# INSTRUCTIONS FOR THE TASK:
Please identify every line in the entries below that contains the word "background", and copy each of those lines in full. Matching is case-sensitive.

# RECORDS SUPPLIED:
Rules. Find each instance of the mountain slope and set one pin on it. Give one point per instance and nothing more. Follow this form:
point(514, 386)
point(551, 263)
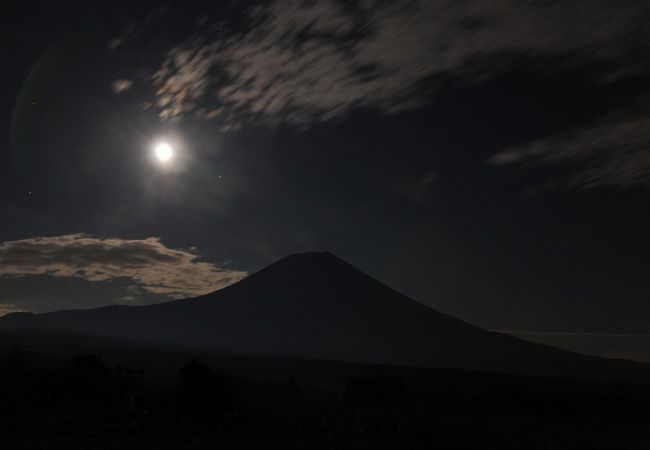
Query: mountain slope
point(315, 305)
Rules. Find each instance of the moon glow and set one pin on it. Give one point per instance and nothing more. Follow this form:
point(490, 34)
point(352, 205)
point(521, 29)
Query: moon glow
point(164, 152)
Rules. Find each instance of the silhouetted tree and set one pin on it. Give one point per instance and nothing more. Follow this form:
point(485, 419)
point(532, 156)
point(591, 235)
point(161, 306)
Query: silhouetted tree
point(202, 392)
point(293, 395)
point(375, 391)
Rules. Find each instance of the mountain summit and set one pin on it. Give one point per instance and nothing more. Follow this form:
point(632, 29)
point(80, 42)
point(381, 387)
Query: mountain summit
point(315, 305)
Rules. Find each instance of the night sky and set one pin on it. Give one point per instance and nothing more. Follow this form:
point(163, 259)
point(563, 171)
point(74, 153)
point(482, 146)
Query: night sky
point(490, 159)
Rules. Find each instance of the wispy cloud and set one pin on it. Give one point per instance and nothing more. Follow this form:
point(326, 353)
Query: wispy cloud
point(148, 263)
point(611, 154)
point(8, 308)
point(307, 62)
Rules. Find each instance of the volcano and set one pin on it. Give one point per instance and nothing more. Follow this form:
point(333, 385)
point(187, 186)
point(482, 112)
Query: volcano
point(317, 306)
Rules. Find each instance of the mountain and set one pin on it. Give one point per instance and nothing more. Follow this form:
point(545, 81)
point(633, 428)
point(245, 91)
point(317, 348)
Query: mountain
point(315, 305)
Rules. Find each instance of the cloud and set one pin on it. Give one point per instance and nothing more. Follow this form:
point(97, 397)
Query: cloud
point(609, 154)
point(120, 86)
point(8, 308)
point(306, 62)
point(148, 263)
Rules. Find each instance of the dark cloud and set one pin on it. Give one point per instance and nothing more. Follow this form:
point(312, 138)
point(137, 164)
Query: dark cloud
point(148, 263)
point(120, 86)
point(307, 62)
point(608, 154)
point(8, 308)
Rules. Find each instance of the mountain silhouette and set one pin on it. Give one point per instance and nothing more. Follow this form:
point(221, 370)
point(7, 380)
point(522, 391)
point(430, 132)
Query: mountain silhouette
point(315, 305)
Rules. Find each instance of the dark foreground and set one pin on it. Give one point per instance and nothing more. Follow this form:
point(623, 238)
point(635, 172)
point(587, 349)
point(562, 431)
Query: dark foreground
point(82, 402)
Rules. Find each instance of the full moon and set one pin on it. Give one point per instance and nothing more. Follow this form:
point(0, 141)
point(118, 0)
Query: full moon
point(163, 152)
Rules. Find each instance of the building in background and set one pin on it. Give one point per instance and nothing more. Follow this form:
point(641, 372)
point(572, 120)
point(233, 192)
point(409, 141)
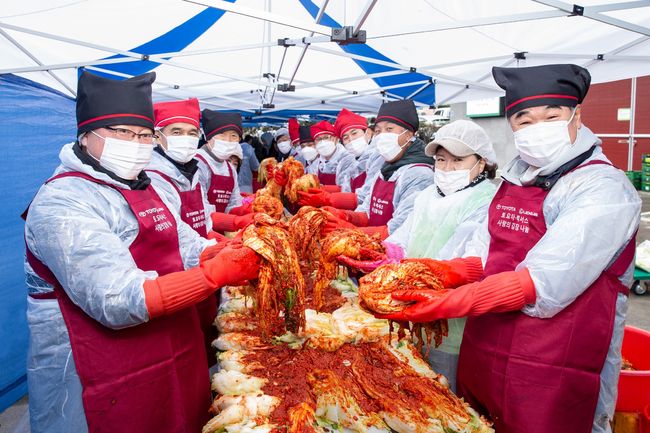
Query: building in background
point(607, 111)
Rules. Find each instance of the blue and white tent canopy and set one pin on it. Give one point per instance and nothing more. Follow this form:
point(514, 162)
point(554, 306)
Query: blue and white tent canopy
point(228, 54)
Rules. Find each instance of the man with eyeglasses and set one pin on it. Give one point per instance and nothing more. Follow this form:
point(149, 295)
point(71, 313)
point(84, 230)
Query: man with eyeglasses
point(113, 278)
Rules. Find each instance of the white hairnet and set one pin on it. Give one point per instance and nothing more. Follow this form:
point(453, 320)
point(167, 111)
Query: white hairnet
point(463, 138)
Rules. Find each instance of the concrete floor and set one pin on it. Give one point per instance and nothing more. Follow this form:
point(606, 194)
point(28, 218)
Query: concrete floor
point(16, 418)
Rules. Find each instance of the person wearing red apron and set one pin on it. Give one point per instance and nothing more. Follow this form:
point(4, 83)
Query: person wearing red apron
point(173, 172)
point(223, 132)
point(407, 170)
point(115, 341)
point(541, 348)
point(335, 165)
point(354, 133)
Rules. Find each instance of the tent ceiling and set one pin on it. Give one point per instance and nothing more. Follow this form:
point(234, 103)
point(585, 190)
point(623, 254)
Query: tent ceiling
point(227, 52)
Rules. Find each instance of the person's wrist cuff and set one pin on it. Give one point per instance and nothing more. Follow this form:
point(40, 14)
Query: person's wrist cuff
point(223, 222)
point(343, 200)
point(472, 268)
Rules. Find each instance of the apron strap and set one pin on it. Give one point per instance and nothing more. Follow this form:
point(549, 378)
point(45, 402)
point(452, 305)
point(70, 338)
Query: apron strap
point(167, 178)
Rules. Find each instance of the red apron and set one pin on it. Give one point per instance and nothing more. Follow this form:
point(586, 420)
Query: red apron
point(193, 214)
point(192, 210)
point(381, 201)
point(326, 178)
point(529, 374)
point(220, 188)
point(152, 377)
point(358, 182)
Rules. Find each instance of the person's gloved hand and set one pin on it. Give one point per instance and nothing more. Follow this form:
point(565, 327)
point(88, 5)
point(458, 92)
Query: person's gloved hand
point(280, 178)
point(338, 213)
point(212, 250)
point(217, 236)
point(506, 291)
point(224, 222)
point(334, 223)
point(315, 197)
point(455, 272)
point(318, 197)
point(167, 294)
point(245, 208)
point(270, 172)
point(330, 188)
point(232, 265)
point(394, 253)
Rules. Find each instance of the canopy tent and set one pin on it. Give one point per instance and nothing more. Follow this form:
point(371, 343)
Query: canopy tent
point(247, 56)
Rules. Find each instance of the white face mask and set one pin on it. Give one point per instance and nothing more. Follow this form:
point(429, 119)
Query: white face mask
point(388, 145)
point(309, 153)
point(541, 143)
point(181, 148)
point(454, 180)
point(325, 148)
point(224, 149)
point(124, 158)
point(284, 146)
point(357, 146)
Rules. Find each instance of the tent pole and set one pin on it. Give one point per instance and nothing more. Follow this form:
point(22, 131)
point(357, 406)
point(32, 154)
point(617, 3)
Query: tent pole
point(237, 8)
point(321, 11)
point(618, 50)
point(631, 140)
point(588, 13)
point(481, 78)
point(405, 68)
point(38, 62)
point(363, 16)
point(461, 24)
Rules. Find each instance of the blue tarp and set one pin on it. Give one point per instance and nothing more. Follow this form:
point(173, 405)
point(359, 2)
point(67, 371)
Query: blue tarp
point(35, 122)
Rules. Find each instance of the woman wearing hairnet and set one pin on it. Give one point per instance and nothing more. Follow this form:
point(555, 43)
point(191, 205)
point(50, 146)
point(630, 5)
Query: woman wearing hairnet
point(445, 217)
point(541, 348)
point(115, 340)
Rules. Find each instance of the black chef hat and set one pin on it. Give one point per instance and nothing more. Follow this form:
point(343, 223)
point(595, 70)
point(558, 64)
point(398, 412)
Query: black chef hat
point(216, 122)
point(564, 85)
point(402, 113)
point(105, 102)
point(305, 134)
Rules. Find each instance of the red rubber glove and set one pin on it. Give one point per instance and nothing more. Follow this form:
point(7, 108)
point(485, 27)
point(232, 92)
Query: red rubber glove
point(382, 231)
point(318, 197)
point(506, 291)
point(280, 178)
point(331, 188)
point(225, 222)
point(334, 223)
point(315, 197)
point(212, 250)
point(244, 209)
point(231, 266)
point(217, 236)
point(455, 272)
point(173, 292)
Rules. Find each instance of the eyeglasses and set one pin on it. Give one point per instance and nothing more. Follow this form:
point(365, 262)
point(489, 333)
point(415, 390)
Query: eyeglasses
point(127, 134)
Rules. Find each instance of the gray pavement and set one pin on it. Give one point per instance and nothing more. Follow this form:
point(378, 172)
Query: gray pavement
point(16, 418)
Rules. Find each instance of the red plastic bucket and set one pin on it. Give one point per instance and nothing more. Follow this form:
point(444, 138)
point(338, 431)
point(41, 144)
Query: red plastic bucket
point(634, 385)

* * *

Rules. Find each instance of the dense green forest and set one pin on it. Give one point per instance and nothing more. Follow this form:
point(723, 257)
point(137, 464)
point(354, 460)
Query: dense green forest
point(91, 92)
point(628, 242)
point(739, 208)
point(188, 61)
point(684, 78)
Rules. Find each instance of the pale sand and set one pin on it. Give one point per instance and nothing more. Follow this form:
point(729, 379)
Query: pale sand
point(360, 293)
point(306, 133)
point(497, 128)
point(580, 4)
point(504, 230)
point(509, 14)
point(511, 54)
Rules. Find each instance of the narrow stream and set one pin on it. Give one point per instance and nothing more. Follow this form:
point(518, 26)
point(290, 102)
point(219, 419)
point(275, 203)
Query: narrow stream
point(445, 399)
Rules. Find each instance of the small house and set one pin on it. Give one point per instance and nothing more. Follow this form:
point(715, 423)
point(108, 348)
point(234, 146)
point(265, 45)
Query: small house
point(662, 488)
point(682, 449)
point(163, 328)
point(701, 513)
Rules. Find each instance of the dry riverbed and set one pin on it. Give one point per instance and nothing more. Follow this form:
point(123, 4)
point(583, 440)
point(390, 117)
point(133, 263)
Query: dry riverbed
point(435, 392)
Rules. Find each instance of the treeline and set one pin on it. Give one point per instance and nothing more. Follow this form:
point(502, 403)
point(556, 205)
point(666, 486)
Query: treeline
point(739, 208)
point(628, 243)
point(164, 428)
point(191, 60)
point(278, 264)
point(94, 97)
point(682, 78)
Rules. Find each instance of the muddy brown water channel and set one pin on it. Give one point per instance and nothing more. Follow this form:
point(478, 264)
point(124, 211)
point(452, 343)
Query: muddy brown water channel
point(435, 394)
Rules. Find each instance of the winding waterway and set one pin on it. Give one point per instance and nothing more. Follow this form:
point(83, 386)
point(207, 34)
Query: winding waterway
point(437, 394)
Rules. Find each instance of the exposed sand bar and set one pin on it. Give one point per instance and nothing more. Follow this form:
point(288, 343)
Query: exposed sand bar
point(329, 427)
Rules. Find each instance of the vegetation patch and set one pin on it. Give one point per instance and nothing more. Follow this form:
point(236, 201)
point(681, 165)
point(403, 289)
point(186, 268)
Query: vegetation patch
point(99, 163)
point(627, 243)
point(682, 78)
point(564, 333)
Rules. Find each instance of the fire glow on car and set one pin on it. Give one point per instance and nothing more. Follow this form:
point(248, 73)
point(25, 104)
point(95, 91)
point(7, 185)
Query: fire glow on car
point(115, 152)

# COMPLETE ANSWER:
Rules. Find each instance of the building in background and set one pin on it. Give one point per instance and nothing more. Follow this form:
Query: building in background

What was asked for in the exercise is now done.